_Dataset items_:
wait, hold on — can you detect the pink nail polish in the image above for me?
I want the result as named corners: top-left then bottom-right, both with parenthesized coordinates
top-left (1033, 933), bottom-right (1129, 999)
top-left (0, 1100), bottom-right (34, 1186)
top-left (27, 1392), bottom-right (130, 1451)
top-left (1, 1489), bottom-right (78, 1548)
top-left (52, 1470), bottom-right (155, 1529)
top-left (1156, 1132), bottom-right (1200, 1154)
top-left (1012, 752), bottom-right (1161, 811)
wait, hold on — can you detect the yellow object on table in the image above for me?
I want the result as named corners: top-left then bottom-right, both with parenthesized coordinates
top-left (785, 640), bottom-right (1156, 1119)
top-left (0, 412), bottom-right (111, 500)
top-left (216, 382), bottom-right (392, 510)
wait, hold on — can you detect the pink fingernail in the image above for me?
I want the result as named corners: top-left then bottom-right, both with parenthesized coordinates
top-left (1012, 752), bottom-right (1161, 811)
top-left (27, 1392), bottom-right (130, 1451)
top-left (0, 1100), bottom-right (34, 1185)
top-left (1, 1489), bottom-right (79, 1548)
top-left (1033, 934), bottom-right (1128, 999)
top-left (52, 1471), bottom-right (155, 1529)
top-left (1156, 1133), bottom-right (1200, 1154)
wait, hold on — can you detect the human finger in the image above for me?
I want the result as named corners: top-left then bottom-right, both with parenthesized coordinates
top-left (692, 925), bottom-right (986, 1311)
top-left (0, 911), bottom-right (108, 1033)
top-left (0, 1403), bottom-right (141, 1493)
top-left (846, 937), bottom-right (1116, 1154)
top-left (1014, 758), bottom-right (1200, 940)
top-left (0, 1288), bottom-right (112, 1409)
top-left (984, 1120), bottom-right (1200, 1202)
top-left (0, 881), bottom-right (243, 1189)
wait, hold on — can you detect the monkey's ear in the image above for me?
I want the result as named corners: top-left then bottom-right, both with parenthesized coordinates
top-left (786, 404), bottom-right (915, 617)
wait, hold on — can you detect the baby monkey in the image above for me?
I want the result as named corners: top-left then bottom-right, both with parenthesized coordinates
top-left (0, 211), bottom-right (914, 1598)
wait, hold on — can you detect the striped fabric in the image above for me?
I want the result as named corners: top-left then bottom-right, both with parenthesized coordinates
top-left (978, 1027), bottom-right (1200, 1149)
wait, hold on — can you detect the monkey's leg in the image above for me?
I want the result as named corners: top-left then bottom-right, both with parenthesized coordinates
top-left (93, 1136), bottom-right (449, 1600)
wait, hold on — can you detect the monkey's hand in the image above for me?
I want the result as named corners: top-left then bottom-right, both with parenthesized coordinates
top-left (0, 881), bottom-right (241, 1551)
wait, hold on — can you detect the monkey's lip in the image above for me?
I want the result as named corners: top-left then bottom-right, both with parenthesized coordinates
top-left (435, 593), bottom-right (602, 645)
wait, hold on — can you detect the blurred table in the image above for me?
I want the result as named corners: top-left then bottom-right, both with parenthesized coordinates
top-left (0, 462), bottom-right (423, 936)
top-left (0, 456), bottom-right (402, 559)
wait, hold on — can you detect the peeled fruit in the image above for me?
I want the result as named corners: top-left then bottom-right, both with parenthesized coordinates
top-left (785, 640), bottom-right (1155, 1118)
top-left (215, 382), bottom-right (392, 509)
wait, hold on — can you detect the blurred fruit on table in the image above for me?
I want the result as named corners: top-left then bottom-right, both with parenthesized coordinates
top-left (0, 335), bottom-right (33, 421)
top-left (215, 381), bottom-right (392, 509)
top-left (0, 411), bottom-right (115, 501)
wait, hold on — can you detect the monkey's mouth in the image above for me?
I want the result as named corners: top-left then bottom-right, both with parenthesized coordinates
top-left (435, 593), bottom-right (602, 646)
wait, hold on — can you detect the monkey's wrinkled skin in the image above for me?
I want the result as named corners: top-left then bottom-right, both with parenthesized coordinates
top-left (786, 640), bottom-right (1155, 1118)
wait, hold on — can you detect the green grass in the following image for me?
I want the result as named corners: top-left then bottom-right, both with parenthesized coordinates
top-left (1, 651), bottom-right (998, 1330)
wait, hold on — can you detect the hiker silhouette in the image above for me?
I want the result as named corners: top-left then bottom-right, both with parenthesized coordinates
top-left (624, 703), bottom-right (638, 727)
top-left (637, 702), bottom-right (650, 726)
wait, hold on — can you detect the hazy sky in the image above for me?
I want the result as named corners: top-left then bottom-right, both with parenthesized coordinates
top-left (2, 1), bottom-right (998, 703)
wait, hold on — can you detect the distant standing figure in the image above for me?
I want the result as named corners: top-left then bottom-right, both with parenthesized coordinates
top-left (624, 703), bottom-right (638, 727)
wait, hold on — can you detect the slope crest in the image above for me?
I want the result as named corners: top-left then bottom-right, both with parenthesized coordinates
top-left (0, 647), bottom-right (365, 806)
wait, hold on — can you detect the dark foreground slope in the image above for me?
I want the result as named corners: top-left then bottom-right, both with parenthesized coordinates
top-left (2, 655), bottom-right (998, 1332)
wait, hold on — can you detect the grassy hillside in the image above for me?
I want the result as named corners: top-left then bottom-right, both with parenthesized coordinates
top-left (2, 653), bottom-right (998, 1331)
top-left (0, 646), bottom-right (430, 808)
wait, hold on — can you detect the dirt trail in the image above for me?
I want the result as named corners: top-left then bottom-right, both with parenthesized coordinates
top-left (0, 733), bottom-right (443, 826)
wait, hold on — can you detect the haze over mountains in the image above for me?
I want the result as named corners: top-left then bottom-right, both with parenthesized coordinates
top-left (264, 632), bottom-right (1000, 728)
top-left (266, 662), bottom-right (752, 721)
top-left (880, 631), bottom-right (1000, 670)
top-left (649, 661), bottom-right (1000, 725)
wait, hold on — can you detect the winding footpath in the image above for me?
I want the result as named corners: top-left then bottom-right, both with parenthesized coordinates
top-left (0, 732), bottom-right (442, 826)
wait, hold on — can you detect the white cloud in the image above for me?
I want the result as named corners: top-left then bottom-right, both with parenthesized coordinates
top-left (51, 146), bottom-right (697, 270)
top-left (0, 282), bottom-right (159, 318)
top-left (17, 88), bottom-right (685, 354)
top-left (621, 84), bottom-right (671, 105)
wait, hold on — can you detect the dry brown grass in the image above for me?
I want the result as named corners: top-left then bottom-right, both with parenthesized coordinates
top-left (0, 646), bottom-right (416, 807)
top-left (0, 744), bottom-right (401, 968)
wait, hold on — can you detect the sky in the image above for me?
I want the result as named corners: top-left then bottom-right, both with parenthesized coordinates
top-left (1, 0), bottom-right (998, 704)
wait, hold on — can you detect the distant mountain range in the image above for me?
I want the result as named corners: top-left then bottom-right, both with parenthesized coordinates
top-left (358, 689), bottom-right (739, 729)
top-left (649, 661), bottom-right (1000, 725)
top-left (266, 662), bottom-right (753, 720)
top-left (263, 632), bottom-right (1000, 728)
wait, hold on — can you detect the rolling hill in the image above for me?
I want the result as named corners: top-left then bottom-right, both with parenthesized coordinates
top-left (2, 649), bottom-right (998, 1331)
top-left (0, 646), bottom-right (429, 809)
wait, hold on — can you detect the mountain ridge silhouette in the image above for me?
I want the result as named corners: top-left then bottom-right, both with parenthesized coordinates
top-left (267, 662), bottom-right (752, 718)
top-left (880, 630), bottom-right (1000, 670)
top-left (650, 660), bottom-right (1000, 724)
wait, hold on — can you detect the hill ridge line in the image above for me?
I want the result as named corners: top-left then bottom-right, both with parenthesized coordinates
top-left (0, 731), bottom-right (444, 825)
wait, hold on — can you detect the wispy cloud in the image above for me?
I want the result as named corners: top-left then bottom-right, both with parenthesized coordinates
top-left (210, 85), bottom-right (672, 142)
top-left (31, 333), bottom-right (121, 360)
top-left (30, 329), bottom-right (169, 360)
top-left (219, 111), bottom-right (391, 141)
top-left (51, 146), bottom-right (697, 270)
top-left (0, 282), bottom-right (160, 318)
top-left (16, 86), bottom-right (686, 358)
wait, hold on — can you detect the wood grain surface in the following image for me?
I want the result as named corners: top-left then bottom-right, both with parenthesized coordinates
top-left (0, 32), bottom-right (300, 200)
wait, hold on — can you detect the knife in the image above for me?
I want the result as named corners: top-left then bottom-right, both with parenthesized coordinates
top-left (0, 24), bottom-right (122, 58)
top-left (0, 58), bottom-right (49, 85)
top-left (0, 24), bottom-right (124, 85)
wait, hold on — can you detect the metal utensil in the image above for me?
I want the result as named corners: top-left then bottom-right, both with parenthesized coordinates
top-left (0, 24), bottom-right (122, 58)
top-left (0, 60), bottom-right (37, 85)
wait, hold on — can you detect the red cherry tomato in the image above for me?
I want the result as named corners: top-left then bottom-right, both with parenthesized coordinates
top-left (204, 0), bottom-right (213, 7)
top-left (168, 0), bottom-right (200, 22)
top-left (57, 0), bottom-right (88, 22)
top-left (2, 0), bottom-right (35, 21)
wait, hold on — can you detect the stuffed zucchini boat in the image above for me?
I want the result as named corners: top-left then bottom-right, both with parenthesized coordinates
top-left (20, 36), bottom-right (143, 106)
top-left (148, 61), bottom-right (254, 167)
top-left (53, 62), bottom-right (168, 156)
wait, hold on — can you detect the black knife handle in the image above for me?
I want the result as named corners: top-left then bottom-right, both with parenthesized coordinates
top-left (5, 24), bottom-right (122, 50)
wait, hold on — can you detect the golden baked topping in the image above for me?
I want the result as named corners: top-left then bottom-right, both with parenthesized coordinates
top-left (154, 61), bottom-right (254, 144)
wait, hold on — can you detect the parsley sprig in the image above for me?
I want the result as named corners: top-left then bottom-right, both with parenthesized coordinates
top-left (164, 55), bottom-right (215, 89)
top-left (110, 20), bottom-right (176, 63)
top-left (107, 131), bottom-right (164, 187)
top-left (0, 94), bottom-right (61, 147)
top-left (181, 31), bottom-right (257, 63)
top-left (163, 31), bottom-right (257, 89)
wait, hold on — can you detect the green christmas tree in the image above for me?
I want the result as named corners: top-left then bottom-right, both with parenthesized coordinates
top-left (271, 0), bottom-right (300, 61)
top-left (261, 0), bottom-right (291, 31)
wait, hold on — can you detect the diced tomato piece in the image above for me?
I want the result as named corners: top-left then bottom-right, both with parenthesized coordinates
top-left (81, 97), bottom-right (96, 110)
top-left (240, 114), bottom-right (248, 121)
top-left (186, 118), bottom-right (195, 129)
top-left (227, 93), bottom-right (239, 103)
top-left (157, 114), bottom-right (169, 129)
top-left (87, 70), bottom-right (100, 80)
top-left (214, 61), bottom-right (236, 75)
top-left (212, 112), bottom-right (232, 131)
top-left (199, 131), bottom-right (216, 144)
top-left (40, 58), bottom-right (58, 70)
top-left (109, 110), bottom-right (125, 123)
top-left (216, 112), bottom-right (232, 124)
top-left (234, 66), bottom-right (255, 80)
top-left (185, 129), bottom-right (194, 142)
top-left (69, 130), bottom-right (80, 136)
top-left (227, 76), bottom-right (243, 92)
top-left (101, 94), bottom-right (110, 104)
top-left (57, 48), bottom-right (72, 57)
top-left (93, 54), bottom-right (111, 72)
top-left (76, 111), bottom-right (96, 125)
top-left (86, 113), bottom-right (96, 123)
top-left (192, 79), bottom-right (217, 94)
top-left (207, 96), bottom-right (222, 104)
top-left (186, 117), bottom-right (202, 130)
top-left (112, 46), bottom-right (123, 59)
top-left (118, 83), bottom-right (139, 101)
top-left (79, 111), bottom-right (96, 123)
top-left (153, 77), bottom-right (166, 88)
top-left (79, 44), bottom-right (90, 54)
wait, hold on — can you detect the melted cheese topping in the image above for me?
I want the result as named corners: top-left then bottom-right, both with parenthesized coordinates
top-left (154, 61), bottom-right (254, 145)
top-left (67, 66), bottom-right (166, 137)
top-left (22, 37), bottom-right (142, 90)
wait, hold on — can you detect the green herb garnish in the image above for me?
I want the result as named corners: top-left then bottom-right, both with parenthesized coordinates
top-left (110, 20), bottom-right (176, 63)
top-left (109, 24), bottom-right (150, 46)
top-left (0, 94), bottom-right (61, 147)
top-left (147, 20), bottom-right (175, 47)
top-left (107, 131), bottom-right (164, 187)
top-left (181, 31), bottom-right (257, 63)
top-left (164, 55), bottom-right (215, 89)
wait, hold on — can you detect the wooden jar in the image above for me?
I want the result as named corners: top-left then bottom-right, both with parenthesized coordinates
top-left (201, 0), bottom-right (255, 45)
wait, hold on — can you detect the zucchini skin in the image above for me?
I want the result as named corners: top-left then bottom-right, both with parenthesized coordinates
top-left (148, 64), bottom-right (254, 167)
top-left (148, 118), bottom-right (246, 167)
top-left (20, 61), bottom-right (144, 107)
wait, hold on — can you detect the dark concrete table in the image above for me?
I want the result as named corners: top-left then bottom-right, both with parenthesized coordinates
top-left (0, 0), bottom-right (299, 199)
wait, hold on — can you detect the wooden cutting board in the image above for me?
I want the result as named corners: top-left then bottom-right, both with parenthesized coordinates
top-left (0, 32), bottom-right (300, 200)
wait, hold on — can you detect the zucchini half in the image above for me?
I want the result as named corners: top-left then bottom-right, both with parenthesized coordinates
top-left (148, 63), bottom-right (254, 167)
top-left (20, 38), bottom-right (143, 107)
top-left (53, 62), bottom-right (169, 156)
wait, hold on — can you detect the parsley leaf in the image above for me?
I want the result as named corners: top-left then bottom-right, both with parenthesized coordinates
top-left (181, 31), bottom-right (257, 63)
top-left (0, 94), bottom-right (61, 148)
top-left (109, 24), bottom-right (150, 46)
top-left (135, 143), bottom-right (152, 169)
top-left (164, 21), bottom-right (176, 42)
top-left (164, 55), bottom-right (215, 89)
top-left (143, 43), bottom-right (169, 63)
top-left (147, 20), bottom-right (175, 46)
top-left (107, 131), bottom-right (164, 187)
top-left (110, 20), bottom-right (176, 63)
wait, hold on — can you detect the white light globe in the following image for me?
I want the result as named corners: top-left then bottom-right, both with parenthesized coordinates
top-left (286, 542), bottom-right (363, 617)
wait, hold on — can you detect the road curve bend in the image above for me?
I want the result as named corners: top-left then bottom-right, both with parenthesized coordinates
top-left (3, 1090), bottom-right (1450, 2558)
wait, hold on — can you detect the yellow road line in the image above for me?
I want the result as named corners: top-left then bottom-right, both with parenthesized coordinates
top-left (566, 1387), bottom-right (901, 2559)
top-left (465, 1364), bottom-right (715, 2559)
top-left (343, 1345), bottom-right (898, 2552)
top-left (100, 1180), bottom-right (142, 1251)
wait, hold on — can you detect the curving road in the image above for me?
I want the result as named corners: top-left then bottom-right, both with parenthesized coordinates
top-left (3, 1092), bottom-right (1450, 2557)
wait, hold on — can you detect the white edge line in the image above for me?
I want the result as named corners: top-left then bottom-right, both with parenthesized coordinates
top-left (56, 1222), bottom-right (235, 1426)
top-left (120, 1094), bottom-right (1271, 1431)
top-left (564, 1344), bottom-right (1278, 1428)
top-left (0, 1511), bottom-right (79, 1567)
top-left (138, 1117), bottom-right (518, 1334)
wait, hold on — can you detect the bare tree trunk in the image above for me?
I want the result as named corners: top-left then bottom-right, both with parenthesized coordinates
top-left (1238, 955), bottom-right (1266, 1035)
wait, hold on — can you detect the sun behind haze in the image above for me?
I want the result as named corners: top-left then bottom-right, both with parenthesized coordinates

_Task statement_:
Take every line from the data that includes the word "following".

_Your solution_:
wait, hold on — can you detect the green grass in the following image for me?
wait, hold on — can you detect the wood grain surface in the following image for me?
wait, hold on — can you detect the white light globe in the following image for me?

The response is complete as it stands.